↓

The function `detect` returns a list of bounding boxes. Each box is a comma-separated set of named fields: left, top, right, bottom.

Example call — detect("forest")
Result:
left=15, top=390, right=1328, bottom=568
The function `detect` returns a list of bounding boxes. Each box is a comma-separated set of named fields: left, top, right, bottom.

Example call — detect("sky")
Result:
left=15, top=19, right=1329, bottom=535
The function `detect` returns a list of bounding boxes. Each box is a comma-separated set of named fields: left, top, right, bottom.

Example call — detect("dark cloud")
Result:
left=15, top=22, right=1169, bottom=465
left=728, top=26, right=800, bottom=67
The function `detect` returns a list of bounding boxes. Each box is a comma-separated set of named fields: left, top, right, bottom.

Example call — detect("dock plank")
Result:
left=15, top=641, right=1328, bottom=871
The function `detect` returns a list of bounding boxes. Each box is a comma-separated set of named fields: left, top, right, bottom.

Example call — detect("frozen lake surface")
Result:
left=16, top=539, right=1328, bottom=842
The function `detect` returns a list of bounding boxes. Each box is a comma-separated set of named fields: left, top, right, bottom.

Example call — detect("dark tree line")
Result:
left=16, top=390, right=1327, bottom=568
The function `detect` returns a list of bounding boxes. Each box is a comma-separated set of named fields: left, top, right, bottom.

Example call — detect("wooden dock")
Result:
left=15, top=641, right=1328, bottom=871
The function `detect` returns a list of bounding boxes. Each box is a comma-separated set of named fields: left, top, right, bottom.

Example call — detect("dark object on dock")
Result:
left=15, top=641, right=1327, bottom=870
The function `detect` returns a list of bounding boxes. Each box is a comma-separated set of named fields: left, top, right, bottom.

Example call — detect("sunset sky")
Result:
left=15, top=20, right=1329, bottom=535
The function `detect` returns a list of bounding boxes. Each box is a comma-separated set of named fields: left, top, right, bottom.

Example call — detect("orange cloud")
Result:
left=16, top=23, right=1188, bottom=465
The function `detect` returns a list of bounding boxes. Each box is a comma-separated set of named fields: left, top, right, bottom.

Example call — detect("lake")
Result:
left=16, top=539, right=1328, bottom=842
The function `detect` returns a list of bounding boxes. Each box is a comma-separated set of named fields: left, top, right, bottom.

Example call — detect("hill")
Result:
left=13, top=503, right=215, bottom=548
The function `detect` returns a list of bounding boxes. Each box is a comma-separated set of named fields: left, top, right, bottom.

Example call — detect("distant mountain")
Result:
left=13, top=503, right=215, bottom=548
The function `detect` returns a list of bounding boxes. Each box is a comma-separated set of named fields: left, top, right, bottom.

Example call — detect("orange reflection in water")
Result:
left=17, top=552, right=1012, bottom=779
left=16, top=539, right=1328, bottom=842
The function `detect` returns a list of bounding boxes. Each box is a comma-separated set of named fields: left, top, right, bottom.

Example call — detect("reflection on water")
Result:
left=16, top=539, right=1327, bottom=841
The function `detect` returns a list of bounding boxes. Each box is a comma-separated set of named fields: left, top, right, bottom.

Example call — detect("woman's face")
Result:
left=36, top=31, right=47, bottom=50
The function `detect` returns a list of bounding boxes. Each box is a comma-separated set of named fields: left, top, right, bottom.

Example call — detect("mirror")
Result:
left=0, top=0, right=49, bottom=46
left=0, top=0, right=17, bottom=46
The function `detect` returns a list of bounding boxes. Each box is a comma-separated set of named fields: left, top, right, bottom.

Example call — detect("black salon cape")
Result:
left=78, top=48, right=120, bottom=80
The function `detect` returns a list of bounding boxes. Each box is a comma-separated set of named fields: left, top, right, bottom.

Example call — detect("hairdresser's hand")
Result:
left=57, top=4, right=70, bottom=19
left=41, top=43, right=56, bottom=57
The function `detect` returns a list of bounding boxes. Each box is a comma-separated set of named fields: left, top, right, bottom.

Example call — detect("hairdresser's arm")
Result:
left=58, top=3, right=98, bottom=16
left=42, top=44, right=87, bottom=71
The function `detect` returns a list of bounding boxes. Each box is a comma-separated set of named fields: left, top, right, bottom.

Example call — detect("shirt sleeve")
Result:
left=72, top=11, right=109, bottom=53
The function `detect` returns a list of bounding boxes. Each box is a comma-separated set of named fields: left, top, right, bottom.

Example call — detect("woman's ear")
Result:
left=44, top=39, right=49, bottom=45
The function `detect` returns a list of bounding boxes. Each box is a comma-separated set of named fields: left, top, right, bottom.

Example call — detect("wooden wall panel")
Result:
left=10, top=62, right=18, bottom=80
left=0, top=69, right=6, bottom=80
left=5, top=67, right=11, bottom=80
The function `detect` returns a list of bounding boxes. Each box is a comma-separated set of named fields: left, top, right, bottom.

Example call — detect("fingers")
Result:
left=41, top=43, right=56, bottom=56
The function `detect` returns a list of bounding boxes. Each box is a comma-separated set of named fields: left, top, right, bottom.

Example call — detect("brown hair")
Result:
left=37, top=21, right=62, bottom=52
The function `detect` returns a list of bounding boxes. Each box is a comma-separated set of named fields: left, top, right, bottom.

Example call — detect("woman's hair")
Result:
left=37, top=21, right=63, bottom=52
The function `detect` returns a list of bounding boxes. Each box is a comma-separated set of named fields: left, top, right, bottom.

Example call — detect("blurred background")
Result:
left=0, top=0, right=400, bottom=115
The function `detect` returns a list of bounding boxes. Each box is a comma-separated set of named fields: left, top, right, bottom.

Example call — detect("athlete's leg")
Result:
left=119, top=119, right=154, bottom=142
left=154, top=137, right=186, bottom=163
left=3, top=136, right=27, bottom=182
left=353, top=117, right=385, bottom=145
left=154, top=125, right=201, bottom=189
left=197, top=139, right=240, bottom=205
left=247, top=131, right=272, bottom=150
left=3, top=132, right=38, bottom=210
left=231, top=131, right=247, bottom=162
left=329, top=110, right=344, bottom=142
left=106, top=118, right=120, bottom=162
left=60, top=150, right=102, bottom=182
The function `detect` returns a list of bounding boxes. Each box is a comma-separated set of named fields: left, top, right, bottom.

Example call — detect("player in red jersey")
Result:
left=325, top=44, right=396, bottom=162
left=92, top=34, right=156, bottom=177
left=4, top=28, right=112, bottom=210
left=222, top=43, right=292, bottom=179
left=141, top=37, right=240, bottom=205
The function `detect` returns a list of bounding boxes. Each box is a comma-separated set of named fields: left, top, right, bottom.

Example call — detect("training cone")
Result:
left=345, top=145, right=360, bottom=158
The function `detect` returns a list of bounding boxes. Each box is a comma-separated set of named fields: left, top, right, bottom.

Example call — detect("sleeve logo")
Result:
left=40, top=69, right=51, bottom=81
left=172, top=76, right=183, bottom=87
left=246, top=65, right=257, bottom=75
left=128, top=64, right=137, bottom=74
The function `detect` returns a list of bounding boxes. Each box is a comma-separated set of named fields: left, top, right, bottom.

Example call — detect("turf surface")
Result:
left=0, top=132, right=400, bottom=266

↑

■ **Challenge**
Reproduce all of the data above, line for line, without changing a single character.

■ **Completed exercise**
The function `detect` returns a list of bounding boxes. Each box is a comma-separated set of named fields: left, top, right, bottom.

Example call — detect("forest")
Result:
left=15, top=390, right=1328, bottom=568
The function `detect` returns a list of bounding boxes. Each box is a comma-separated set of named fields: left, top, right, bottom.

Example call — detect("sky")
Result:
left=15, top=19, right=1329, bottom=535
The function `detect` returns a list of bounding boxes. Each box is a comma-separated set of named fields: left, top, right, bottom.

Example call — detect("dark cloud")
Result:
left=15, top=22, right=1169, bottom=465
left=728, top=26, right=800, bottom=67
The function `detect` returns a list of bounding boxes. Each box is a comma-separated set of named fields: left, top, right, bottom.

Example call — detect("dock plank")
Result:
left=15, top=641, right=1328, bottom=871
The function `detect` returns a list of bounding boxes. Each box is a comma-separated set of named fields: left, top, right, bottom.

Example call — detect("frozen lake surface")
Result:
left=16, top=539, right=1328, bottom=842
The function `detect` returns a list of bounding boxes. Each box is a comma-separated set of named fields: left, top, right, bottom.

Example call — detect("dark tree line")
Result:
left=16, top=390, right=1327, bottom=568
The function `detect` returns a list of bounding boxes. Each box is a comma-separated set of named fields: left, top, right, bottom.

Example call — detect("wooden dock")
Result:
left=15, top=641, right=1328, bottom=871
The function `detect` returns a list of bounding boxes. Each box is a comma-separated set of named fields: left, top, right, bottom.

Example call — detect("dark object on dock")
Result:
left=15, top=641, right=1327, bottom=870
The function `detect` returns a list of bounding boxes. Each box is a comma-separated set of named fields: left, top, right, bottom.

Example call — detect("sunset sky")
Result:
left=15, top=20, right=1329, bottom=535
The function `detect` returns a list of bounding boxes. Each box is a comma-separated set of named fields: left, top, right, bottom.

Example call — detect("orange cloud")
Result:
left=16, top=23, right=1188, bottom=465
The function `detect` returns a list of bounding boxes. Each box is a comma-separated set of named fields: left, top, right, bottom.

Example call — detect("lake")
Result:
left=16, top=539, right=1328, bottom=842
The function `detect` returns a list of bounding boxes. Each box is a comma-separated set of named fields: left, top, right, bottom.

Example call — detect("hill")
Result:
left=13, top=503, right=215, bottom=548
The function `detect` returns a list of bounding boxes. Each box is a comma-separated set of named fields: left, top, right, bottom.

Example call — detect("distant mountain")
Result:
left=13, top=503, right=215, bottom=548
The function `detect` returns a list of bounding boxes. Each box is a comma-separated set of named fields: left, top, right, bottom.

Example call — detect("orange reflection in water")
Result:
left=17, top=552, right=1012, bottom=779
left=16, top=539, right=1328, bottom=842
The function `detect` returns a list of bounding boxes. Each box is a comma-separated set of named fields: left, top, right, bottom.

Example call — detect("reflection on water")
Result:
left=16, top=539, right=1327, bottom=841
The function `detect` returns a list of bounding boxes. Each box is a comma-separated set of named fields: left, top, right, bottom.

Example call — detect("woman's face")
Result:
left=36, top=31, right=47, bottom=50
The function `detect` returns a list of bounding boxes. Each box is a comma-separated set of named fields: left, top, right, bottom.

Example call — detect("mirror")
Result:
left=0, top=0, right=49, bottom=46
left=0, top=0, right=17, bottom=46
The function `detect` returns a list of bounding boxes. Each box is a comma-separated set of named fields: left, top, right, bottom.

Example call — detect("black salon cape")
Result:
left=78, top=48, right=120, bottom=80
The function `detect` returns a list of bounding boxes. Each box is a comma-separated set of named fields: left, top, right, bottom.

Example call — detect("hairdresser's hand")
Result:
left=57, top=4, right=70, bottom=19
left=41, top=43, right=56, bottom=57
The function `detect` returns a list of bounding boxes. Each box is a comma-separated set of named fields: left, top, right, bottom.

Example call — detect("hairdresser's arm")
Result:
left=58, top=3, right=98, bottom=16
left=42, top=44, right=87, bottom=71
The function `detect` returns a list of bounding boxes. Each box is a comma-separated set of named fields: left, top, right, bottom.

Example call — detect("shirt sleeve")
Result:
left=72, top=11, right=109, bottom=53
The function `detect` returns a list of bounding boxes. Each box is a comma-separated set of named fields: left, top, right, bottom.

Example call — detect("woman's ear")
Result:
left=44, top=39, right=49, bottom=45
The function `detect` returns a list of bounding boxes. Each box is a comma-separated set of named fields: left, top, right, bottom.

Example call — detect("wooden wall panel")
Result:
left=10, top=62, right=18, bottom=80
left=0, top=69, right=6, bottom=80
left=5, top=67, right=11, bottom=80
The function `detect` returns a list of bounding boxes. Each box is a comma-separated set of named fields: left, top, right, bottom.

Example call — detect("fingers")
Result:
left=41, top=43, right=56, bottom=56
The function `detect` returns a list of bounding boxes. Each box is a comma-separated set of named fields: left, top, right, bottom.

Example call — detect("brown hair")
Result:
left=37, top=21, right=62, bottom=52
The function `detect` returns a list of bounding boxes. Each box is a comma-separated set of named fields: left, top, right, bottom.

Example call — detect("woman's hair")
Result:
left=37, top=21, right=63, bottom=52
The function `detect` returns a list of bounding boxes. Each box is a comma-separated set of named fields: left, top, right, bottom.

Example call — detect("blurred background")
Result:
left=0, top=0, right=400, bottom=115
The function `detect` returns a list of bounding boxes. Each box is a comma-separated set of named fields: left, top, right, bottom.

Example call — detect("athlete's leg")
Result:
left=119, top=119, right=154, bottom=142
left=154, top=137, right=186, bottom=163
left=3, top=136, right=27, bottom=182
left=353, top=117, right=385, bottom=145
left=154, top=125, right=201, bottom=189
left=197, top=139, right=240, bottom=205
left=247, top=131, right=272, bottom=150
left=3, top=132, right=38, bottom=210
left=231, top=131, right=247, bottom=162
left=329, top=110, right=344, bottom=142
left=106, top=118, right=120, bottom=162
left=60, top=150, right=102, bottom=182
The function `detect` returns a list of bounding boxes. Each box is a comma-separated set of named fields: left, top, right, bottom.

Example call — detect("player in red jersey")
Result:
left=325, top=44, right=396, bottom=162
left=92, top=34, right=156, bottom=177
left=4, top=28, right=112, bottom=210
left=222, top=43, right=292, bottom=179
left=141, top=37, right=240, bottom=205
The function `detect` returns a list of bounding boxes. Each box is a comma-separated set of named fields: left, top, right, bottom.

Example call — detect("training cone")
Result:
left=345, top=145, right=360, bottom=158
The function `detect` returns a list of bounding boxes. Each box is a comma-separated set of named fields: left, top, right, bottom.

Example call — detect("sleeve logo")
Result:
left=40, top=69, right=51, bottom=81
left=172, top=76, right=183, bottom=87
left=246, top=65, right=257, bottom=75
left=128, top=64, right=137, bottom=74
The function `detect` returns a list of bounding boxes. Each box is a comma-separated set of named fields: left, top, right, bottom.

Example call — detect("turf surface")
Result:
left=0, top=132, right=400, bottom=266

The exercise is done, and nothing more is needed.